- Material supplied -

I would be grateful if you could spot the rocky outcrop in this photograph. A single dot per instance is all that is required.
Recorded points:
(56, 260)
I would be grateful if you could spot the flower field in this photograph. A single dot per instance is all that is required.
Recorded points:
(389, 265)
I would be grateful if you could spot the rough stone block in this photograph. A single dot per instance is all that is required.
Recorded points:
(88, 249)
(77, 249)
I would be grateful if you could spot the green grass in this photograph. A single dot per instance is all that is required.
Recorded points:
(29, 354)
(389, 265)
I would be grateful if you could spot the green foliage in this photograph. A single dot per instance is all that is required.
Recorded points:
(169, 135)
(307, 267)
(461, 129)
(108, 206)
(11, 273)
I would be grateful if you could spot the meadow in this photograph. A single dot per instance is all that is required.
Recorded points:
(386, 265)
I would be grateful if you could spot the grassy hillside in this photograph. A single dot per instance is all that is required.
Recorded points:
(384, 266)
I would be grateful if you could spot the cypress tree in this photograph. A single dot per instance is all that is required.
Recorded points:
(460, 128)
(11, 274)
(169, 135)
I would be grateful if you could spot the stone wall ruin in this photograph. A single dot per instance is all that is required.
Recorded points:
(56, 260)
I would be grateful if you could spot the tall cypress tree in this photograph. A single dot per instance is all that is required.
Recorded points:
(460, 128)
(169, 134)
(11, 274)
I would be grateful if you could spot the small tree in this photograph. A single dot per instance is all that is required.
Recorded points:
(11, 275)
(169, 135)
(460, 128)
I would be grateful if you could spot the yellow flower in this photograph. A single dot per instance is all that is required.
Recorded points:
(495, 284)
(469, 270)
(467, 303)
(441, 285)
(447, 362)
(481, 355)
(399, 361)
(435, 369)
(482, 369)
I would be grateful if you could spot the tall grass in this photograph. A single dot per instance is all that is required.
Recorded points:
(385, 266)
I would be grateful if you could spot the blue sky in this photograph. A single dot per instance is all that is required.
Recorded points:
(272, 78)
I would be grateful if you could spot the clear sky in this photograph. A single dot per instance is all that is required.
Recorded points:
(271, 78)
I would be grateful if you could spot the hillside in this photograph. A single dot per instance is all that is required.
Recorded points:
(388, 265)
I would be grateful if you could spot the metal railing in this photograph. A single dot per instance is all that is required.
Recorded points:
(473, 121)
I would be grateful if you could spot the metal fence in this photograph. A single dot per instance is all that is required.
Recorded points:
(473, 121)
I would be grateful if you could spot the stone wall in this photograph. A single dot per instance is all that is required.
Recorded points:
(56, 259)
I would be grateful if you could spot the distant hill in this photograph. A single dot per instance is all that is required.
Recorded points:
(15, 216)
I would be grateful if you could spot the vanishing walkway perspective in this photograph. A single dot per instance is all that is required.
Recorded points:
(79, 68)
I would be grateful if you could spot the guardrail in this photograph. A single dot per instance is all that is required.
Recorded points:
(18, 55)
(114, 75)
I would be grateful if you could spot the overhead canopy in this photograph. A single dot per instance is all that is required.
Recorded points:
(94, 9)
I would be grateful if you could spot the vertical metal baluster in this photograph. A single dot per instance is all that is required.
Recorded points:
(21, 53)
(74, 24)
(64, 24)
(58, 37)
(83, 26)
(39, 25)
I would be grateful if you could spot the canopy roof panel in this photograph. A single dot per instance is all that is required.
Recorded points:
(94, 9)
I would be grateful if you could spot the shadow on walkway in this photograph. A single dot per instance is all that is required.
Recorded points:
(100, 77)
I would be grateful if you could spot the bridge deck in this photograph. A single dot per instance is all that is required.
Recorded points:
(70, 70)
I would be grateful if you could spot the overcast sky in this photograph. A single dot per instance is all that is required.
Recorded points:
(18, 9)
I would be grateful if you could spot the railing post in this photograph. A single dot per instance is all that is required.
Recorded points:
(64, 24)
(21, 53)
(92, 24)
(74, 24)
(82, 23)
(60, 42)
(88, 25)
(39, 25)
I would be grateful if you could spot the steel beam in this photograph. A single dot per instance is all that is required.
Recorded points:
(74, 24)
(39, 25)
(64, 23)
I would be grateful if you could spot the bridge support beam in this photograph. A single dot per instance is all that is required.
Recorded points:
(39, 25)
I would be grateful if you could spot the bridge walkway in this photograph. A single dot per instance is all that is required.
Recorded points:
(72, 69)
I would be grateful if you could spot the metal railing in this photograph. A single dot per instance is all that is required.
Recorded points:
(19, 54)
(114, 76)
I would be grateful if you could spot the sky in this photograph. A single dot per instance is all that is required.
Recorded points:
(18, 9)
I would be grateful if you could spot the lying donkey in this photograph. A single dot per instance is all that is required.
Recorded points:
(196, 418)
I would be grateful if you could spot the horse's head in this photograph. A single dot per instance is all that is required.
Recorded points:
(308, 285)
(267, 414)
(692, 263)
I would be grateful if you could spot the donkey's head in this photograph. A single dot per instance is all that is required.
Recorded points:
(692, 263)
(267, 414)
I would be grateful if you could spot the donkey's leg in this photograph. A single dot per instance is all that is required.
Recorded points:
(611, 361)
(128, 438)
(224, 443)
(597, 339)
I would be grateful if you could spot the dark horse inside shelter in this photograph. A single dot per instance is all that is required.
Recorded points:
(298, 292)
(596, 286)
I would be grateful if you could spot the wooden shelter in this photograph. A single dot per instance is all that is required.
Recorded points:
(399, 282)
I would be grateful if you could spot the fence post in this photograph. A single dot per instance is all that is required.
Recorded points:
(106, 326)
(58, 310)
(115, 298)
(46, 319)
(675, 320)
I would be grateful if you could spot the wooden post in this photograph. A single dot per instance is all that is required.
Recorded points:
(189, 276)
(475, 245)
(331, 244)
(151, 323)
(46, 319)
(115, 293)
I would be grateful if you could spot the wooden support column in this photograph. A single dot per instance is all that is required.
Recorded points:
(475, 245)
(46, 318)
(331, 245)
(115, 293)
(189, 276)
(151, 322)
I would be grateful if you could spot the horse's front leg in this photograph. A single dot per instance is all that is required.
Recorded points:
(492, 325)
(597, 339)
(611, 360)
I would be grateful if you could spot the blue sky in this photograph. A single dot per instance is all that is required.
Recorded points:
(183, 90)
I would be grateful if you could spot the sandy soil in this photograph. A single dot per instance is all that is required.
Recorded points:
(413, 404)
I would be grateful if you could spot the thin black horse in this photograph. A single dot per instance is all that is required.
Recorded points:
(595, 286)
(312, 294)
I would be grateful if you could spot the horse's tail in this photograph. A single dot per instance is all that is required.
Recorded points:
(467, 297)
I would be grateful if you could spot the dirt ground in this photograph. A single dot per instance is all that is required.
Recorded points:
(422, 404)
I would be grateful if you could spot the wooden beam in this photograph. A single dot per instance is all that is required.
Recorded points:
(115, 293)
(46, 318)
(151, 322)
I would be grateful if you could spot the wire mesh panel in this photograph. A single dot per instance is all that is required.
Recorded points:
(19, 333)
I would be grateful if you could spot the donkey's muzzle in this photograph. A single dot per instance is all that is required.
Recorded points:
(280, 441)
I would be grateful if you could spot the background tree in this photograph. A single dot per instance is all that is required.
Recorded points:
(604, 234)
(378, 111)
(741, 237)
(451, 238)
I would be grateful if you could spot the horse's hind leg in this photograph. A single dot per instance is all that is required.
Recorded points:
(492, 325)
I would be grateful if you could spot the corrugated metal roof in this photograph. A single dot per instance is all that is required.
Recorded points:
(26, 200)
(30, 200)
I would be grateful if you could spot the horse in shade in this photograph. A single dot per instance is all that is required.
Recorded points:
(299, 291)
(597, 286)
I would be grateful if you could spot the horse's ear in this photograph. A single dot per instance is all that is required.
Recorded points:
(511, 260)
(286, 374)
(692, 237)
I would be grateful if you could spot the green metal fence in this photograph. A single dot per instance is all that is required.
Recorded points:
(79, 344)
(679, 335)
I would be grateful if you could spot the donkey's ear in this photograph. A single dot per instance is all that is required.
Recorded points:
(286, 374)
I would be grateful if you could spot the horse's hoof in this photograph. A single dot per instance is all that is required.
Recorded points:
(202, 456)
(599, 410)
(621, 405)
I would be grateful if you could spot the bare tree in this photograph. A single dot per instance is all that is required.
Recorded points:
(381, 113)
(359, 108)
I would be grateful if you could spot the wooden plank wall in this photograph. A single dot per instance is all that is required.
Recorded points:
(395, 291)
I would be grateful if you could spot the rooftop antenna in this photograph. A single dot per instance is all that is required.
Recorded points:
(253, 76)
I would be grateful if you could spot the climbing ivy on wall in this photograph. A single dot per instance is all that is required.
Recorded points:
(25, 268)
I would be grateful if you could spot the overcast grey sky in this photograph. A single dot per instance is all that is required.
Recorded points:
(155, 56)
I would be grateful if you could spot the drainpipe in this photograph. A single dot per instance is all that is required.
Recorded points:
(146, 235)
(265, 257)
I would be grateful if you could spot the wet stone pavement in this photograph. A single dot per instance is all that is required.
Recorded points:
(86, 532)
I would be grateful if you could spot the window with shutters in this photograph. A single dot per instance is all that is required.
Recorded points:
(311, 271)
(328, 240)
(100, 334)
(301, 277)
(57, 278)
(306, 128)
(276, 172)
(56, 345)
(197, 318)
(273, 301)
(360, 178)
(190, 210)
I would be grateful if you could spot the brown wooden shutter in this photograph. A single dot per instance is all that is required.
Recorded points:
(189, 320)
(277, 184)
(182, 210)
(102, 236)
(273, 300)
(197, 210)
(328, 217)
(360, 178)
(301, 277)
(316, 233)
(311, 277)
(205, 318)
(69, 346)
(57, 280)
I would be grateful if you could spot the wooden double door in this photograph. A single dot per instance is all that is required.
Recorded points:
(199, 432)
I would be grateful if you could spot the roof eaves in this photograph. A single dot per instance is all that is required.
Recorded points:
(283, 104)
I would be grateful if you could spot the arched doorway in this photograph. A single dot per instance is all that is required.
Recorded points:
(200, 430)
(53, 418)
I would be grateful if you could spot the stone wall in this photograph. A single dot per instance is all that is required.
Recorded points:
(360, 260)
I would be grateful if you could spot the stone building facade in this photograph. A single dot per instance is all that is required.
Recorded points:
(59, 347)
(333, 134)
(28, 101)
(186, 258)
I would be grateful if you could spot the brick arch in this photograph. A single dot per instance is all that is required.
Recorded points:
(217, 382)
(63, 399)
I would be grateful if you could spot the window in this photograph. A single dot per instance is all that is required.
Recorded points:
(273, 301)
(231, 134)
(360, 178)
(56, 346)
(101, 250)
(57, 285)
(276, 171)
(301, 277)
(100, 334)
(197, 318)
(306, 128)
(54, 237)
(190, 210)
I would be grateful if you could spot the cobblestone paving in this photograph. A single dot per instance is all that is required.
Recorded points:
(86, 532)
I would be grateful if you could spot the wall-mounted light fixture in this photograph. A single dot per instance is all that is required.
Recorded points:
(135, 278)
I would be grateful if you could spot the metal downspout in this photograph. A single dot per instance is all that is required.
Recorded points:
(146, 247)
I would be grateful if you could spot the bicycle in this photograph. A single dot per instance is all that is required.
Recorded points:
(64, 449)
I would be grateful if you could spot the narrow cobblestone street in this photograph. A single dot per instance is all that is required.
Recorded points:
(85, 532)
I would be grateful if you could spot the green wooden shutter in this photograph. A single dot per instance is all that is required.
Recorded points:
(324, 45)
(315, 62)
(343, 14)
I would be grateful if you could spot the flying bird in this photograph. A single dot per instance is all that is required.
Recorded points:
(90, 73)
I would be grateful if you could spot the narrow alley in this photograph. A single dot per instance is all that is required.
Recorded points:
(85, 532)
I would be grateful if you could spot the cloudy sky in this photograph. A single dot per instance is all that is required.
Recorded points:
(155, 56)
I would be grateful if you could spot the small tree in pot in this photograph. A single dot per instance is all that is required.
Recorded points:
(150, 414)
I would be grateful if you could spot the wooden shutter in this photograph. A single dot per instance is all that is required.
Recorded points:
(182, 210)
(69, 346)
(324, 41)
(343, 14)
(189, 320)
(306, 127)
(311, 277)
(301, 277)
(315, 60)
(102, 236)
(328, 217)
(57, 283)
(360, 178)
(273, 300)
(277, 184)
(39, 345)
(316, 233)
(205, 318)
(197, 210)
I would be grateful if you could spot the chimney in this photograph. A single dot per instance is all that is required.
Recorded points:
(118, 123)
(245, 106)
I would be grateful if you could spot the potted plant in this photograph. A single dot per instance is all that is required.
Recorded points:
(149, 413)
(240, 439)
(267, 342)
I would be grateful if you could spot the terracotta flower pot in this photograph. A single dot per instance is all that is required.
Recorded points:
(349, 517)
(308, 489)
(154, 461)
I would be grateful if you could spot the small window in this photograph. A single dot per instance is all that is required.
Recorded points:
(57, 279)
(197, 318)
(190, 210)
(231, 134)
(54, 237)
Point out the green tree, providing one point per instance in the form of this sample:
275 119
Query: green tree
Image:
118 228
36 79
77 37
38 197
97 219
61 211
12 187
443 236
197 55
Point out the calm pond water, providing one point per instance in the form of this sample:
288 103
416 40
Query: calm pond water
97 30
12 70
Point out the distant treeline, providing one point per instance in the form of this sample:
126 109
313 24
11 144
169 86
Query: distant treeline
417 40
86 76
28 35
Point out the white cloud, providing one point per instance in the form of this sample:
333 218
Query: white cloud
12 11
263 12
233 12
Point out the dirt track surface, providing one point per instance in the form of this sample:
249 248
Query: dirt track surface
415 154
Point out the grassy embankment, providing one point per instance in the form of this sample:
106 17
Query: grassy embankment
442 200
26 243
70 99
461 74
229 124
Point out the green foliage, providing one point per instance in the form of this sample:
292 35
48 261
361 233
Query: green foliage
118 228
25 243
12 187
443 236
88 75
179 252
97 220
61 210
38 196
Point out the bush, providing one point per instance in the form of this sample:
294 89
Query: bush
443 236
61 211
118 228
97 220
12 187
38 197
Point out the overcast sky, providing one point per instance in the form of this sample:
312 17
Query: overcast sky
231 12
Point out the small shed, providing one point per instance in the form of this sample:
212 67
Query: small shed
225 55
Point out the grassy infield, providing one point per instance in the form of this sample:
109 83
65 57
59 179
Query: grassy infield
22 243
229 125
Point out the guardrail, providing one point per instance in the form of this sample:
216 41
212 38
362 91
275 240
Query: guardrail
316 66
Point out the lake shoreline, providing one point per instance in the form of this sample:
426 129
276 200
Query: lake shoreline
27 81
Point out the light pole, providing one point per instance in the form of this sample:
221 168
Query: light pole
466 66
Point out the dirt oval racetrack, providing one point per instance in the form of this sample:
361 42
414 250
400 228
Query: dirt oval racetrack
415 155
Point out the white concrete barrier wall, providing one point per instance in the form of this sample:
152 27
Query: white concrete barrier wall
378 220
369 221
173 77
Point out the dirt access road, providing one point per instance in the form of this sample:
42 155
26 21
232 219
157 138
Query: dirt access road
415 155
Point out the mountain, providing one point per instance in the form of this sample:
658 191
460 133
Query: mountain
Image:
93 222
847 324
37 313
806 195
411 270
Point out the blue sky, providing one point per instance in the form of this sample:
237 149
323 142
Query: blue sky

- Task statement -
Each line of the data above that contains "canopy" counts once; report the total alone.

- Finished exercise -
2